> _Instructions to follow_
In the listing below, find the line with "Query: pond", then repeat exactly every line from the top through that one.

━━━━━ Excerpted data

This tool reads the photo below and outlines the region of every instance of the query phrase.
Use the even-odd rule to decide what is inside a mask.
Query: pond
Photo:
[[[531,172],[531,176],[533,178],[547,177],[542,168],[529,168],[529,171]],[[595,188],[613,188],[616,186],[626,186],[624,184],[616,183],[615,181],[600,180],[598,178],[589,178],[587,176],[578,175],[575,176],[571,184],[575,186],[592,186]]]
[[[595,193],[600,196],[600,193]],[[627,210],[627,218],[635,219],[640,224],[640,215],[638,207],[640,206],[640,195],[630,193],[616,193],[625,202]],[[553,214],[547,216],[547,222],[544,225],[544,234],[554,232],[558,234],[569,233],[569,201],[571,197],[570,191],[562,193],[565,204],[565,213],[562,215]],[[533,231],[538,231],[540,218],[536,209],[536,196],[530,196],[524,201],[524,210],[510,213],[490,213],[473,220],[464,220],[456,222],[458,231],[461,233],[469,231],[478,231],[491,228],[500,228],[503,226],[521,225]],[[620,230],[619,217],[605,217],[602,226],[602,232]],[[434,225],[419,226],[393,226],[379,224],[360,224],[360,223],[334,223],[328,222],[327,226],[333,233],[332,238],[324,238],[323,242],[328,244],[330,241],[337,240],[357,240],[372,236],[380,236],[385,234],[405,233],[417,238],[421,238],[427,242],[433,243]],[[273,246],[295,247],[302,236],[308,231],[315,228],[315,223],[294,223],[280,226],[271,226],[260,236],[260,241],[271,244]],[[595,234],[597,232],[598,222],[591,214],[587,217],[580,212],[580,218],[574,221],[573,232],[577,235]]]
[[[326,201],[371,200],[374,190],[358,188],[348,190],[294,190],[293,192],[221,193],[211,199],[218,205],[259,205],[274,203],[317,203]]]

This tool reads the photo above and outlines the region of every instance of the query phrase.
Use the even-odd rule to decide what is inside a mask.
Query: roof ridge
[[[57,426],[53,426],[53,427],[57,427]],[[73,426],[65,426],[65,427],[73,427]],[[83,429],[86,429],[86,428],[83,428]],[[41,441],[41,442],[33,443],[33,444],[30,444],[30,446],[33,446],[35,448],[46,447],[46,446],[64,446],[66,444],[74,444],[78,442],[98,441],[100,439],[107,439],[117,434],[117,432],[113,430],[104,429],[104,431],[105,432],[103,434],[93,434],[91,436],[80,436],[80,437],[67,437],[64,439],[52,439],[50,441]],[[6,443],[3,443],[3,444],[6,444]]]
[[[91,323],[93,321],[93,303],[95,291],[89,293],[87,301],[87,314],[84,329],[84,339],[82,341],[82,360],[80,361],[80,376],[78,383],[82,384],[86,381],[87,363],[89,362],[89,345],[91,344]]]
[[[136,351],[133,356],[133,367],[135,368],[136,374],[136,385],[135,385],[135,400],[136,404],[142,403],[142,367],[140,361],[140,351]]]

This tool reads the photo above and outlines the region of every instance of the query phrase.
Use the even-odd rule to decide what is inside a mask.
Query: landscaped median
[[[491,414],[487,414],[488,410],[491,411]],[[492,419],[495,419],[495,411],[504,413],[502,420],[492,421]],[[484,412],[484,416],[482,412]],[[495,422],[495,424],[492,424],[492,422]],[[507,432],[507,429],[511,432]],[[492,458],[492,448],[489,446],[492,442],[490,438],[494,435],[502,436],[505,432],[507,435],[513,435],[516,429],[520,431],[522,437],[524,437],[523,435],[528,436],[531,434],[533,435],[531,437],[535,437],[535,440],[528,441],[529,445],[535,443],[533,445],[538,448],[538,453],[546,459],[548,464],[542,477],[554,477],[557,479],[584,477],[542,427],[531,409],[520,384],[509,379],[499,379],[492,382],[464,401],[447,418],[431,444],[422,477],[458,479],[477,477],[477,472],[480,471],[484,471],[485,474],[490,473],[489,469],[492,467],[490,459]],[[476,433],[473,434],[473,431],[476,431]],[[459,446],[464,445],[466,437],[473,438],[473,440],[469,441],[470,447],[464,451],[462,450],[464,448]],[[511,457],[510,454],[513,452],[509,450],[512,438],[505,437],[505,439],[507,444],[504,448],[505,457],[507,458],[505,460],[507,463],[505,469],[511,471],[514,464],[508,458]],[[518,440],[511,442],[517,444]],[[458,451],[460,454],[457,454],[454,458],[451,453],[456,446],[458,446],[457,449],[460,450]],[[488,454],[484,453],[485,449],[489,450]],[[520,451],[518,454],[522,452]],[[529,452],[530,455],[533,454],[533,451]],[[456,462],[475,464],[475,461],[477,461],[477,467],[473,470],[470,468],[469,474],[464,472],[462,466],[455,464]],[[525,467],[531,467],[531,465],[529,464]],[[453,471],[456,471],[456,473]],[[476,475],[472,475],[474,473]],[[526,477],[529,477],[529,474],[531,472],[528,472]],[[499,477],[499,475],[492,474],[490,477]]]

━━━━━━━━━━

> _Result_
This tool reads the photo below and outlines the region of every instance of the query phrase.
Use the even-odd rule to decide what is inside a mask.
Query: pond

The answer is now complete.